Show me every line in the listing that has the word "tree".

## THE DATA

**********

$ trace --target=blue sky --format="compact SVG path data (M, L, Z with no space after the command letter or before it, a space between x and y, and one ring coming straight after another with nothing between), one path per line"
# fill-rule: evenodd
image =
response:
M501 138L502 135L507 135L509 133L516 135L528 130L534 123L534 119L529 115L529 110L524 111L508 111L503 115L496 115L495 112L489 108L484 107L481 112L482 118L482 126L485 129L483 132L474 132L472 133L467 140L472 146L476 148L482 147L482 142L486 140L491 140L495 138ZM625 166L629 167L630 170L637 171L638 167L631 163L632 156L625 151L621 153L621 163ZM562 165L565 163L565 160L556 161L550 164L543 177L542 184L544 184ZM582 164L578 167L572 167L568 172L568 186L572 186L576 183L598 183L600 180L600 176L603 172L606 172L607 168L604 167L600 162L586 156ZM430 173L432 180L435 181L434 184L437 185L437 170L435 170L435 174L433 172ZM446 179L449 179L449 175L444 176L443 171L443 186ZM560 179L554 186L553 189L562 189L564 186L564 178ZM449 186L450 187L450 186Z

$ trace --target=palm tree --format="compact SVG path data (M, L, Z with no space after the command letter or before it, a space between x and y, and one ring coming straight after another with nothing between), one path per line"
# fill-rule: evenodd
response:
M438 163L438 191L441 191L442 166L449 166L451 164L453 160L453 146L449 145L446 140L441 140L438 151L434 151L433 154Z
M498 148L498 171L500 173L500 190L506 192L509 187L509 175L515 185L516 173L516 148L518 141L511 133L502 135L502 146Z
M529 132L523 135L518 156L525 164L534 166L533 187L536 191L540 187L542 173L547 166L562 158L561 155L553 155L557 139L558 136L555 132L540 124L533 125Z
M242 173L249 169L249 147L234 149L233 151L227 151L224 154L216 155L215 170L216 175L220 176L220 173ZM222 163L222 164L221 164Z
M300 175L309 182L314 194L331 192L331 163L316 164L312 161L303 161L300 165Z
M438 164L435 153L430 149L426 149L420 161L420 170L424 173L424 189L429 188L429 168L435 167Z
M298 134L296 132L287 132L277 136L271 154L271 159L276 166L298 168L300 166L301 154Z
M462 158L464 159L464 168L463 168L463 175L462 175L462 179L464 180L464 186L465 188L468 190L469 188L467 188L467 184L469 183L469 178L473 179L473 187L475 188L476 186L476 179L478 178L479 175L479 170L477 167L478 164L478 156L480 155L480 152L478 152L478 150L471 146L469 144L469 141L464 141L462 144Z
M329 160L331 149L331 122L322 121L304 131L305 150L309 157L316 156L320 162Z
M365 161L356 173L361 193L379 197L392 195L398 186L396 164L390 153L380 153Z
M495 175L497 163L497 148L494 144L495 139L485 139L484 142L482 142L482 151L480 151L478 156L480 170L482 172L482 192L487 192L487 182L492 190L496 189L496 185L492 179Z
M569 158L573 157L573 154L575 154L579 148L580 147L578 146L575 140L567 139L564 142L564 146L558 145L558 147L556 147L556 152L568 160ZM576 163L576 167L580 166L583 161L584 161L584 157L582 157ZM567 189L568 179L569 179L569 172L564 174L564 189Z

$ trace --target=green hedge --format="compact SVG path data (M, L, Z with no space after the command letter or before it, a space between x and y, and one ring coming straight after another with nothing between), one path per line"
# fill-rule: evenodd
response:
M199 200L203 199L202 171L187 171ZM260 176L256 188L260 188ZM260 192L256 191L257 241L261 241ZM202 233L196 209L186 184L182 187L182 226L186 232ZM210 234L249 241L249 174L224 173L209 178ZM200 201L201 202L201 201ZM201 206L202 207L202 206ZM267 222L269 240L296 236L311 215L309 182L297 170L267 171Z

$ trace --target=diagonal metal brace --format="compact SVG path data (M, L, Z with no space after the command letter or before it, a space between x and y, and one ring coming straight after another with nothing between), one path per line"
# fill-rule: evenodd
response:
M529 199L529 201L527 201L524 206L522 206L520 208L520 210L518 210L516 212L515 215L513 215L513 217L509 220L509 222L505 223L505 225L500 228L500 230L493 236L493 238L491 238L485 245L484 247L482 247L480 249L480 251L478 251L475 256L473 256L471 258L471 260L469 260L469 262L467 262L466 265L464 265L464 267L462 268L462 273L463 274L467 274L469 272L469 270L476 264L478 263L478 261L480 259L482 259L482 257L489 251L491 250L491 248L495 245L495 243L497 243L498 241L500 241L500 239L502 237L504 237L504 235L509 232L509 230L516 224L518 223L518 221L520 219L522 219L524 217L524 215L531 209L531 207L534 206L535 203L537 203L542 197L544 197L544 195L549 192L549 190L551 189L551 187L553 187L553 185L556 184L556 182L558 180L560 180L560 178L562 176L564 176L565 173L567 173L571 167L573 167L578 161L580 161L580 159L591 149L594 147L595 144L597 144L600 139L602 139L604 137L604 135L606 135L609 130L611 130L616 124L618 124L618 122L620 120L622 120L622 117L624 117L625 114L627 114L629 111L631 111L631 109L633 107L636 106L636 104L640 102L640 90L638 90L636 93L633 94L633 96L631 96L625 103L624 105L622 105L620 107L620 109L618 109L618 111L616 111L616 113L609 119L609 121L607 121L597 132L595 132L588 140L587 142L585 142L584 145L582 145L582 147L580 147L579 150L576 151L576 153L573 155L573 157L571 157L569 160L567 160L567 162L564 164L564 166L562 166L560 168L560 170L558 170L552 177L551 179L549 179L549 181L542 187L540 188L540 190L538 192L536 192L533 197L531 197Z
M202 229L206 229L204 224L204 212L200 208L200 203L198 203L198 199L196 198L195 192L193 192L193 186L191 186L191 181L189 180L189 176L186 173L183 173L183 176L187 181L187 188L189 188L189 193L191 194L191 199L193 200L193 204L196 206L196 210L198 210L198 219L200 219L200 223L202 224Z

**********

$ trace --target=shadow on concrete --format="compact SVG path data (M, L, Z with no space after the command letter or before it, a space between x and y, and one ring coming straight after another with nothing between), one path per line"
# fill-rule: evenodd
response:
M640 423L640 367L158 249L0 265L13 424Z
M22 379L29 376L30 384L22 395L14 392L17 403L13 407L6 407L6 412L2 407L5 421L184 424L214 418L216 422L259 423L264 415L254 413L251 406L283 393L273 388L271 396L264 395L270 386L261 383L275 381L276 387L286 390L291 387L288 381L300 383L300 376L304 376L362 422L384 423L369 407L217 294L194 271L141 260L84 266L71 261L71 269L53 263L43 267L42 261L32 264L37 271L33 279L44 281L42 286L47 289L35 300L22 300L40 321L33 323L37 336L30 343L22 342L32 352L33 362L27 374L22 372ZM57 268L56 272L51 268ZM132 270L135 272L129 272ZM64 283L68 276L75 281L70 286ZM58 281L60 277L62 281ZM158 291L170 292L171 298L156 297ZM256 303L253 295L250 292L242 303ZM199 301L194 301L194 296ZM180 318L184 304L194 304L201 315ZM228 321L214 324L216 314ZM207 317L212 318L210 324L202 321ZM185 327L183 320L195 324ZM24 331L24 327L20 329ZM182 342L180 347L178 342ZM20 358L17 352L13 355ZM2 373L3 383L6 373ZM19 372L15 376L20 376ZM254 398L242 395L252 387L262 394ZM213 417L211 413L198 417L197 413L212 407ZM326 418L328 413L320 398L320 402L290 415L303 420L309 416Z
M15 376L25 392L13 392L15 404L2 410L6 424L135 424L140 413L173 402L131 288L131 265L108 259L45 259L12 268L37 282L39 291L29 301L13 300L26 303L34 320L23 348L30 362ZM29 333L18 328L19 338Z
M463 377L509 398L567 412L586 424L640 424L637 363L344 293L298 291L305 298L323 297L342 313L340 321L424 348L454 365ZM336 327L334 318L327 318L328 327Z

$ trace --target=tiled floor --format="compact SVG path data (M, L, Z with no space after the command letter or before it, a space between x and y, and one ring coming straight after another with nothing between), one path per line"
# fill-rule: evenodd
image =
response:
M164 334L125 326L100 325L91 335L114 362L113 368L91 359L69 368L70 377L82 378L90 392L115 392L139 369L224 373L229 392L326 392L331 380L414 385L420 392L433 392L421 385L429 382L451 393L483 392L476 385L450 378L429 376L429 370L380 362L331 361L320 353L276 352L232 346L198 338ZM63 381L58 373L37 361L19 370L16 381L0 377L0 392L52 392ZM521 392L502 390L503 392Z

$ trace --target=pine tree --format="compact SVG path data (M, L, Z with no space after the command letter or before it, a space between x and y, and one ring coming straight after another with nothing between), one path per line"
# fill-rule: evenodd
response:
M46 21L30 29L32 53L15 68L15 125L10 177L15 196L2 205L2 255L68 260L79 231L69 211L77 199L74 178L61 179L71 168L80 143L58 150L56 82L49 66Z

**********

## SOLVED PROBLEM
$ trace --target=palm tree --format="compact SVG path data (M, L, Z with no space after the command letter or before it, a space between x and y, and one ring coming straight after another with nothing between), one path per line"
$ trace --target=pine tree --format="compact SVG path data (M, L, Z with no space after the command letter or before it, a space between x and y, and one ring coming straight after another with nothing between), one path per line"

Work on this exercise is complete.